ARBEITSAUFTRAG A:
Beantworte anhand des Textabschnitts zur Gurrelieder-Premiere:
(i) Welches Orchester spielte, und wer dirigierte?
(ii) Wie viele Sehschlitze sind Kritikern laut Textabschnitt gelassen?
(iii) Was tragen Kritiker laut Textabschnitt überm Kopf?
____ TEXTABSCHNITT
Die erste Aufführung (Premiere). Gurre (14). Konzerthausorchester Berlin, Lothar Zagrosek. Arnold Schönberg, Gurrelieder. Mit Melanie Diener, Claudia Mahnke, Daniel Kirch, Daniel Ohlmann, Ralf Lukas und Udo Samel.

>>>> Jens Schubbes <% file name="Programmheft-der-Gurrelieder" %>
>>>> Meine eigene Einführung in das Stück.

Nein, ich bin gewiß nicht der Mann, jetzt eine objektive Kritik zu schreiben: >>>> zu nahe war ich an den Geschehen, irgendwie ein Teil der Proben selbst, mitzitternd, mitbegeistert, manchmal skeptisch, manchmal erschrocken, auch schon mal verärgert, dann wieder getragen; wie >>>> Clara Grosz begriff ich, daß eine Musik in ihren Proben ersteht und darin manchmal vielleicht reiner ist als später in der Aufführung: weil der Prozeß solch eine Rolle spielt, weil viele Berufsmusiker, die immer zugleich auch in andere Projekte eingebunden sind, den Partituren selbst erst einmal nahkommen müssen: und je riesiger eine Partitur, desto mehr wird man ein einzelnes Geschöpfchen, das spielen muß, ohne eigentlich den musikalischen Zusammenhang zu haben, ja vielleicht bekommt man ihn nie, weil nur Publikum und Dirigent die Leinwand der Klänge ganz vor sich haben.. Aber vielleicht sollten wir den Begriff der objektiven Kritik, also ihren Anspruch, ohnedies kopfschüttelnd als etwas beiseitelegen, für das es gar keine wirkliche Basis gibt. Schon allein, wo wir in einem Konzertsaal sitzen, kann den Eindruck bestimmen. Da hatten wir nun Glück, der Profi, seine atemberaubend schöne Begleitung und ich. Und vielleicht komme ich genau deshalb und aus den genannten Widergründen einer Wahrheit näher, die aber nicht Objektivität ist, weil immer zugleich mein Herz dabei ist – es kommt mir nicht, n i e, bei Kunst, aufs „Urteilen” an; ich lasse mir nicht gern die Funktion zuschieben, an der Stelle von anderen den Daumen zu heben und/oder zu senken. Kritiker, immer, sind potentiell Henker und tragen überm Kopf die Kapuze der Distanz. Zwei Sehschlitze sind ihnen gelassen, nicht mehr. Ich aber trage meinen Schädel frei.
________
ARBEITSAUFTRAG B:
Gib aus den Datensätzen alles vom Anfang bis einschließlich der Zeile mit „positive clicks: (216, 11) (220, 9)“ unverändert aus und lass die Bilder dabei weg.
____ DATENSATZEINTRÄGE
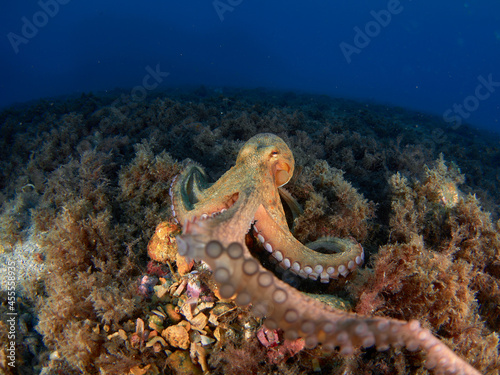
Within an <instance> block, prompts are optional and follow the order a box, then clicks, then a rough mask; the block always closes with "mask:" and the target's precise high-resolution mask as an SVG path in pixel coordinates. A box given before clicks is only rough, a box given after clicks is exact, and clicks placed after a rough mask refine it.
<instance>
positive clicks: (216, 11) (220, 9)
mask: <svg viewBox="0 0 500 375" xmlns="http://www.w3.org/2000/svg"><path fill="white" fill-rule="evenodd" d="M242 2H243V0H225V1H222V0H214V1H213V2H212V5H213V6H214V9H215V12H216V13H217V15H218V16H219V19H220V21H221V22H223V21H224V13H226V12H233V11H234V9H235V8H236V7H237V6H238V5H240V4H241V3H242Z"/></svg>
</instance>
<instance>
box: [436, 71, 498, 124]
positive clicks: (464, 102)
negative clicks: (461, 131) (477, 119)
mask: <svg viewBox="0 0 500 375" xmlns="http://www.w3.org/2000/svg"><path fill="white" fill-rule="evenodd" d="M477 80H478V82H479V84H478V85H477V86H476V89H475V90H474V94H473V95H469V96H467V97H466V98H465V99H464V100H463V102H462V103H453V105H452V106H451V108H449V109H447V110H446V111H444V113H443V120H444V121H446V122H448V123H451V124H452V126H451V128H452V129H453V130H456V129H458V128H459V127H460V126H461V125H462V123H463V120H467V119H468V118H469V117H470V115H471V113H472V112H474V111H476V110H477V109H478V108H479V105H480V102H482V101H484V100H486V99H488V98H489V97H490V96H491V94H493V93H494V92H495V89H496V88H497V87H500V82H497V81H494V80H493V76H492V74H489V75H488V78H484V77H483V76H482V75H480V76H479V77H477Z"/></svg>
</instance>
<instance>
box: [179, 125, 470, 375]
mask: <svg viewBox="0 0 500 375" xmlns="http://www.w3.org/2000/svg"><path fill="white" fill-rule="evenodd" d="M294 166H295V161H294V157H293V154H292V152H291V150H290V148H289V147H288V146H287V144H286V143H285V142H284V141H283V140H282V139H281V138H279V137H278V136H276V135H273V134H267V133H266V134H258V135H256V136H254V137H252V138H251V139H250V140H248V141H247V142H246V143H245V144H244V146H243V147H242V148H241V150H240V151H239V153H238V156H237V159H236V164H235V165H234V166H233V167H232V168H231V169H229V170H228V171H227V172H226V173H225V174H223V175H222V176H221V177H220V179H219V180H218V181H216V182H215V183H213V184H210V183H209V182H208V177H207V175H206V173H205V171H204V170H203V168H202V167H200V166H199V165H196V164H194V163H191V164H190V165H188V166H187V167H186V168H185V169H184V170H183V172H181V174H180V175H178V176H177V177H176V178H175V179H174V180H173V182H172V184H171V187H170V196H171V199H172V206H171V209H172V214H173V216H174V218H175V220H177V221H178V223H179V224H181V225H182V234H180V235H179V236H177V237H176V241H177V245H178V252H179V254H180V255H181V256H184V257H186V259H187V260H188V261H192V260H197V261H203V262H205V263H206V264H207V265H208V266H209V267H210V269H211V270H212V272H213V278H214V280H215V282H216V284H217V286H218V288H219V294H220V296H221V297H222V298H233V299H234V301H235V303H236V304H237V305H239V306H248V305H251V306H252V311H253V313H254V314H255V315H256V316H258V317H262V318H265V320H264V325H265V326H266V327H267V328H268V329H278V328H279V329H282V330H283V332H284V336H285V338H286V339H289V340H294V339H297V338H299V337H302V338H304V340H305V345H306V347H307V348H314V347H316V346H318V345H321V347H322V349H323V350H325V351H333V350H339V351H340V353H341V354H344V355H352V354H353V353H354V350H355V349H356V348H359V347H364V348H368V347H372V346H375V347H376V349H377V350H386V349H388V348H389V347H390V346H391V345H392V346H395V347H402V346H404V347H406V348H407V349H408V350H410V351H415V350H421V351H422V352H423V353H424V354H425V357H426V361H425V366H426V367H427V368H429V369H434V371H435V372H436V373H440V374H479V372H478V371H477V370H475V369H474V368H473V367H471V366H470V365H469V364H467V363H466V362H465V361H464V360H462V359H461V358H459V357H458V356H457V355H456V354H455V353H454V352H453V351H452V350H451V349H449V348H448V347H447V346H446V345H445V344H444V343H443V342H441V341H440V340H439V339H438V338H436V337H435V336H434V335H433V334H432V333H431V332H430V331H429V330H428V329H426V328H423V327H421V326H420V324H419V322H418V321H416V320H412V321H402V320H397V319H392V318H387V317H377V316H362V315H358V314H355V313H351V312H346V311H343V310H338V309H335V308H333V307H330V306H327V305H326V304H324V303H322V302H320V301H319V300H316V299H314V298H311V297H309V296H306V295H305V294H303V293H301V292H300V291H298V290H297V289H295V288H294V287H292V286H291V285H289V284H287V283H285V282H284V281H282V280H280V279H279V278H278V277H277V276H275V274H274V273H273V272H271V271H269V270H268V269H266V268H264V267H263V265H262V264H261V263H260V262H259V261H258V260H257V259H256V257H254V255H252V253H251V251H250V250H249V248H248V246H247V243H248V239H247V237H248V236H249V234H252V236H253V238H255V241H256V242H257V241H258V242H260V244H261V247H262V248H263V249H265V251H267V252H269V253H270V255H271V257H273V258H274V259H275V260H276V262H277V263H278V266H279V267H281V268H283V269H287V270H290V271H291V272H293V273H295V274H297V275H299V276H300V277H303V278H308V279H314V280H319V281H320V282H324V283H327V282H329V281H330V280H331V279H337V278H341V277H346V276H347V275H348V274H349V273H351V272H353V271H354V270H355V269H356V268H357V267H359V266H360V265H361V264H362V263H363V260H364V253H363V248H362V247H361V245H359V244H358V243H357V242H356V241H355V240H353V239H340V238H326V239H322V240H320V241H317V242H313V243H310V244H306V245H304V244H302V243H301V242H299V241H298V240H297V239H295V237H294V236H293V234H292V233H291V231H290V227H289V224H288V221H287V217H286V214H285V209H284V207H283V203H282V202H284V203H285V205H287V206H288V208H289V211H291V212H292V213H294V214H295V215H297V214H298V213H299V212H300V208H299V205H298V204H297V202H296V201H295V200H294V199H293V198H292V197H291V195H290V194H289V193H288V192H287V191H286V190H284V189H283V187H282V186H283V185H285V184H286V183H287V182H288V181H289V180H290V179H291V178H292V175H293V172H294ZM319 247H321V248H323V249H324V250H325V249H326V250H327V251H323V252H319V251H316V250H318V248H319Z"/></svg>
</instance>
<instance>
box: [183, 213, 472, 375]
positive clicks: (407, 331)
mask: <svg viewBox="0 0 500 375" xmlns="http://www.w3.org/2000/svg"><path fill="white" fill-rule="evenodd" d="M196 225H197V224H196V223H192V224H190V225H189V229H190V230H189V232H190V233H186V232H185V233H184V234H183V235H181V236H179V237H177V239H178V244H179V253H180V254H181V255H183V256H186V257H187V258H189V259H197V260H203V261H204V262H206V263H207V264H208V265H209V267H210V268H211V269H212V271H213V277H214V279H215V281H216V282H217V284H218V286H219V292H220V295H221V296H222V297H223V298H231V297H234V298H235V302H236V303H237V304H238V305H240V306H245V305H248V304H252V308H253V312H254V313H255V314H256V315H258V316H260V317H266V318H267V319H266V321H265V325H266V326H267V327H268V328H270V329H277V328H281V329H283V330H284V332H285V336H286V338H288V339H295V338H298V337H304V339H305V342H306V346H307V347H308V348H313V347H315V346H316V345H318V344H322V345H323V349H325V350H334V349H335V348H337V347H338V348H340V352H341V353H342V354H345V355H350V354H352V353H353V351H354V348H356V347H359V346H363V347H370V346H373V345H375V346H376V347H377V349H378V350H385V349H387V348H388V347H389V346H391V345H393V346H405V347H406V348H407V349H409V350H418V349H421V350H422V351H423V352H424V353H425V355H426V363H425V366H426V367H427V368H433V369H435V371H436V372H437V373H441V374H464V375H472V374H476V375H477V374H479V372H478V371H476V370H475V369H474V368H473V367H471V366H470V365H468V364H467V363H466V362H465V361H463V360H462V359H461V358H459V357H458V356H457V355H456V354H455V353H453V351H451V350H450V349H449V348H448V347H447V346H446V345H445V344H443V343H442V342H441V341H440V340H438V339H437V338H436V337H435V336H433V335H432V334H431V332H430V331H429V330H427V329H424V328H422V327H420V324H419V323H418V322H417V321H410V322H405V321H400V320H395V319H388V318H382V317H365V316H360V315H357V314H354V313H347V312H343V311H339V310H336V309H333V308H331V307H328V306H325V305H324V304H323V303H321V302H319V301H317V300H314V299H312V298H309V297H306V296H304V295H303V294H301V293H300V292H299V291H297V290H295V289H294V288H292V287H291V286H289V285H288V284H286V283H284V282H282V281H281V280H279V279H277V278H276V277H275V276H274V275H273V274H272V273H270V272H269V271H267V270H266V269H264V268H263V267H262V266H261V265H260V264H259V262H258V261H257V260H255V259H254V258H253V257H252V255H251V254H250V252H249V250H248V249H247V248H246V246H245V245H244V244H241V243H238V242H234V243H231V244H229V245H228V246H227V247H225V246H224V245H223V244H221V243H220V242H219V241H216V240H212V241H209V242H207V243H206V242H202V241H199V238H197V235H196V231H197V230H196Z"/></svg>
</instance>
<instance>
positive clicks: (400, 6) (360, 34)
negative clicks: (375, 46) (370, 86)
mask: <svg viewBox="0 0 500 375" xmlns="http://www.w3.org/2000/svg"><path fill="white" fill-rule="evenodd" d="M403 9H404V8H403V6H402V5H401V3H400V1H399V0H389V2H388V3H387V9H382V10H379V11H378V12H376V11H374V10H372V11H371V12H370V14H371V16H372V18H373V19H372V20H370V21H368V22H367V23H366V24H365V27H364V28H363V29H361V28H360V27H358V26H356V27H354V31H355V35H354V39H353V43H352V44H349V43H347V42H342V43H340V44H339V47H340V50H341V51H342V54H343V55H344V58H345V59H346V61H347V63H348V64H350V63H351V61H352V58H351V56H352V55H353V54H354V53H355V54H357V55H359V54H360V53H361V51H362V50H363V49H364V48H366V47H368V45H369V44H370V43H371V41H372V39H373V38H376V37H377V36H378V35H379V34H380V32H381V31H382V29H383V28H385V27H387V26H389V24H390V23H391V20H392V16H393V15H396V14H399V13H401V12H402V11H403Z"/></svg>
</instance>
________
ERGEBNIS A:
(i) Das Konzerthausorchester Berlin unter Lothar Zagrosek.
(ii) Zwei.
(iii) Die Kapuze der Distanz.

ERGEBNIS B:
Within an <instance> block, prompts are optional and follow the order a box, then clicks, then a rough mask; the block always closes with "mask:" and the target's precise high-resolution mask as an SVG path in pixel coordinates. A box given before clicks is only rough, a box given after clicks is exact, and clicks placed after a rough mask refine it.
<instance>
positive clicks: (216, 11) (220, 9)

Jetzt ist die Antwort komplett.